→ SELECTED PASSAGE
§

Sunday, February 22, 2009

Chicag'


Yep, so Sumeep and myself managed to catch a plane over to Illinois to check out what was going down in Chicago.  In February.  So, not much.

Despite the cold that punished us as we walked the streets, I had quite a nice time.  The city looked pretty sketchy from our subway vantage point coming in from O'Hare, but once we walked downtown from our hostel in Greektown (hostel name: The Parthenon) things brightened up.  The buildings are kinda neat, and so is the El, as long as it doesn't kill you with sparks as you pass underneath. I doubt it's possible. ... but, I'll still cringe when it goes overhead.

Basically, our strategy was to see the city in between Starbucks/Dunkin' Donuts stops.  In there, we walked along the shorefront, visited Millenium Park and the bean (best idea EVER making that thing, except for maybe the price of it), did up the Art Institute (yes, I did see Nighthawks, but almost got run over by a rampaging horde of children with their chairs in the process) and the Cultural Center (although I couldn't get Sarabia/Xul Solar off the brain in there), visited the lovely (and wonderfully free) Garfield Conservatory, and went up the Sears Tower, where I was pleasantly greeted by two Obama cut-outs, which I of course took pictures with.  (See Figure A, above.) 

In other excitement, I discovered Sumeep's love of water fountains and gift shops, how utterly ghetto Chicago's subway system is, and REdiscovered the deliciousness of bread and cheese.  I whipped out that particular lunch at the Auto Show amidst the fudge, deep dish pizza and hot dog stands and was promptly stared at.  Well maybe I didn't get stared at, but my food most certainly did. Ah, how good does it feel to stand out.  Cheeeeeeese...

My CS contacts ultimately all flaked out on me, but 'tis the spirit of the surfers, so we just rolled with it and made new ones via skating Thursday night at Millennium Park. Sumeep was a great sport and let me fly around the rink for a couple hours before we feasted on pizza, beer and, in my case, an awesome cookie and ice cream dessert.

We emerged without making any real souvenir purchases outside postcards although I did eye the "Yes We Can" shirts/mugs with the intention of getting Jeannine an inspirational present. :)  

Not real happy with the amount of work (none) gotten done this week, but having seen Joce and Dam, vegging out with banana bread, and going to Chicago, all in all it wasn't too bad. 

Cannot wait till next weekend, when I promise, I'll get ahead on all my schoolwork.... and go to Jonathan's fuck-you-comps party, and have possibly a first date?!?

Bring it on, week. 

Friday, February 6, 2009

question?

§

→ EXTRACTED RECORDS
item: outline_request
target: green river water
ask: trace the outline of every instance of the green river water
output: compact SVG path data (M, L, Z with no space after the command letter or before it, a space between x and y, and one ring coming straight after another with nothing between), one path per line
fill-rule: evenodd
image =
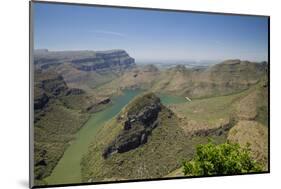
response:
M48 185L54 184L71 184L81 182L80 162L83 155L87 152L88 146L99 128L101 128L108 120L117 115L120 110L128 104L141 91L130 90L124 91L122 96L113 100L113 105L93 114L85 125L76 134L76 139L64 152L63 157L52 171L52 174L45 180ZM159 95L163 104L174 104L186 102L183 97Z

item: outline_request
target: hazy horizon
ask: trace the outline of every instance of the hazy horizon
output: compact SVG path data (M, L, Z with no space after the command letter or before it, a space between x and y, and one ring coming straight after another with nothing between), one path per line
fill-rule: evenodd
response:
M124 49L140 62L268 60L266 17L34 4L35 49Z

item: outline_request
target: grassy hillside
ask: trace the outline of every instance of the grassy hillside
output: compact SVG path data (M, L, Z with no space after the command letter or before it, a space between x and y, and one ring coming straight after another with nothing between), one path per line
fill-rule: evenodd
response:
M36 70L34 78L34 166L37 184L49 176L96 99L69 88L54 70Z
M103 158L103 151L116 138L120 137L124 123L120 116L142 109L137 104L146 102L137 97L123 109L119 116L106 124L97 134L89 152L82 160L84 181L106 181L123 179L159 178L181 166L183 159L190 159L196 144L207 143L207 137L190 138L179 126L178 117L162 105L158 115L158 125L152 130L145 144ZM148 102L150 103L150 102ZM146 103L144 103L146 104ZM137 108L136 108L137 107ZM130 113L129 113L130 114ZM216 141L224 141L215 136Z
M124 73L99 90L141 88L192 99L221 96L241 92L255 85L264 76L266 67L266 63L240 60L229 60L201 69L187 69L178 65L158 70L144 66Z

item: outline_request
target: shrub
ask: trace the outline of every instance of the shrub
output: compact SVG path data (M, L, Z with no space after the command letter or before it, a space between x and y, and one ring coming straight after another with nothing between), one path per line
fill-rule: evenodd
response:
M183 162L184 174L189 176L228 175L260 172L262 167L250 156L249 146L223 143L215 145L209 142L199 145L193 160Z

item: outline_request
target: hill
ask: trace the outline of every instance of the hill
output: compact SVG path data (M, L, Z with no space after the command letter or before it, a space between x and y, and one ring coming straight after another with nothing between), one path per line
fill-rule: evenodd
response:
M196 144L208 142L185 135L153 93L132 100L96 136L81 162L85 182L163 177L191 158Z
M141 88L156 93L205 98L241 92L265 77L267 63L228 60L208 68L177 65L166 70L138 67L99 89ZM119 84L119 85L117 85Z

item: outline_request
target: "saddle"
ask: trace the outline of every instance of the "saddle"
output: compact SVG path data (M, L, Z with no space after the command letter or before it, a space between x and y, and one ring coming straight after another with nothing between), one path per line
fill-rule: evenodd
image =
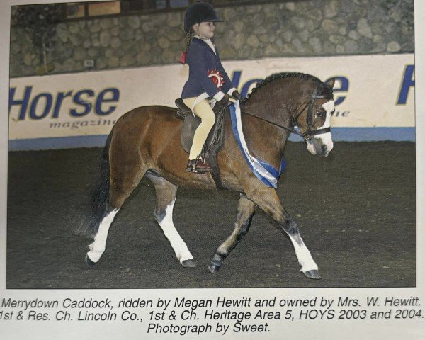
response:
M192 147L192 142L193 142L195 131L200 124L200 118L193 115L192 110L185 105L181 98L176 99L175 103L177 106L177 117L184 120L181 131L181 146L184 151L188 154ZM214 106L213 111L215 114L215 123L208 134L208 137L203 148L203 154L201 156L205 157L208 165L212 168L211 175L217 188L224 190L227 189L227 188L224 186L221 180L220 169L217 162L217 154L223 147L225 141L223 122L225 120L225 114L226 113L228 113L230 109L227 106L217 104Z

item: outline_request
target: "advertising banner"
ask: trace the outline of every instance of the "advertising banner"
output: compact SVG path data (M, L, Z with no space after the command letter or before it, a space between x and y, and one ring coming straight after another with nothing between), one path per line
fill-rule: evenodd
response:
M336 131L344 128L339 140L350 140L350 135L361 128L354 140L379 140L390 131L397 140L401 131L402 140L414 140L412 54L273 58L230 61L224 66L244 96L275 73L308 73L323 81L334 77L332 125ZM75 139L69 137L107 135L116 120L132 108L174 107L188 70L173 64L11 79L11 147L19 148L19 141L24 140L37 145L33 140L49 138L49 147L55 147L51 138L68 137L65 146L72 147Z

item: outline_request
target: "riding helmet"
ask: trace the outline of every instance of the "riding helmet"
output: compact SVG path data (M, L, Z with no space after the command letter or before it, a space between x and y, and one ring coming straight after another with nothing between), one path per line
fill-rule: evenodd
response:
M184 14L184 30L189 32L191 27L196 23L206 21L222 21L217 17L215 11L210 4L198 1L191 6Z

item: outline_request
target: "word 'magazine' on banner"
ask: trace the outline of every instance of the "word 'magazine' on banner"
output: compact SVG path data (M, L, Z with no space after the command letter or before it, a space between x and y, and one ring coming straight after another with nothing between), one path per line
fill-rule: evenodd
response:
M334 77L333 128L346 133L358 128L381 132L407 128L414 138L414 55L404 54L225 64L243 96L274 73L308 73L323 81ZM13 78L9 140L50 138L54 145L55 138L107 135L116 120L132 108L174 107L187 72L186 67L178 64Z

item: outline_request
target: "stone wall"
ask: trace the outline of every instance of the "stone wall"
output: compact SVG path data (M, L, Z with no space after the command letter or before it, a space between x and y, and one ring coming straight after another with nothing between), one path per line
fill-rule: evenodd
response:
M414 0L311 0L219 7L222 60L413 52ZM11 32L11 76L176 63L184 11L57 24L36 48ZM93 67L84 60L94 60Z

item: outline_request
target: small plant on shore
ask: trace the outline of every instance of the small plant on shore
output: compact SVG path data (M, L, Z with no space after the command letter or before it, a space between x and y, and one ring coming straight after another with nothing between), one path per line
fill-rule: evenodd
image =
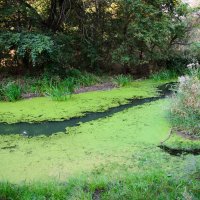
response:
M179 78L170 112L175 129L195 137L200 137L199 67L198 63L188 65L190 74Z
M131 84L133 81L132 77L130 75L118 75L114 78L114 83L119 87L125 87Z
M47 96L50 96L54 101L66 101L71 97L71 92L67 87L63 86L51 86L47 92Z
M55 101L68 100L75 89L75 82L73 78L60 80L51 80L50 86L47 89L47 95Z
M173 70L163 70L163 71L151 74L150 76L150 78L155 81L170 80L170 79L175 79L177 77L178 77L177 72Z
M91 86L99 82L99 78L94 74L83 72L81 76L76 79L77 87Z
M21 98L22 89L15 82L9 82L1 87L1 99L6 101L17 101Z

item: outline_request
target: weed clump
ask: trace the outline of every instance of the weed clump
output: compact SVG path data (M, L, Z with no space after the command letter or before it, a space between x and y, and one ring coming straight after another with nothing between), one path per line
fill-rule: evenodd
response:
M200 65L190 64L189 75L181 76L171 105L171 122L175 129L200 137Z
M114 83L119 87L125 87L131 84L133 81L132 77L130 75L123 75L120 74L114 78Z
M17 101L21 98L22 89L19 84L15 82L8 82L5 85L1 85L0 88L0 100L5 101Z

§

→ EXERCISES TO COMPLETE
- A) Turn the paragraph of the Chicago trip post beginning "Basically, our strategy was" into a short bulleted list that keeps its main facts.
- B) Duplicate the part of the Chicago trip post starting with "We emerged without" and going on through "a first date?!?", without changing a word.
The data has no connection to the Chicago trip post.

→ ANSWERS BELOW
- A)
- Strategy: see the city between Starbucks/Dunkin' Donuts stops
- Walked along the shorefront
- Visited Millenium Park and the bean
- Went to the Art Institute and saw Nighthawks, nearly getting run over by a horde of children with chairs
- Visited the Cultural Center
- Visited the free Garfield Conservatory
- Went up the Sears Tower and took pictures with two Obama cut-outs

- B)
We emerged without making any real souvenir purchases outside postcards although I did eye the "Yes We Can" shirts/mugs with the intention of getting Jeannine an inspirational present. :)  

Not real happy with the amount of work (none) gotten done this week, but having seen Joce and Dam, vegging out with banana bread, and going to Chicago, all in all it wasn't too bad. 

Cannot wait till next weekend, when I promise, I'll get ahead on all my schoolwork.... and go to Jonathan's fuck-you-comps party, and have possibly a first date?!?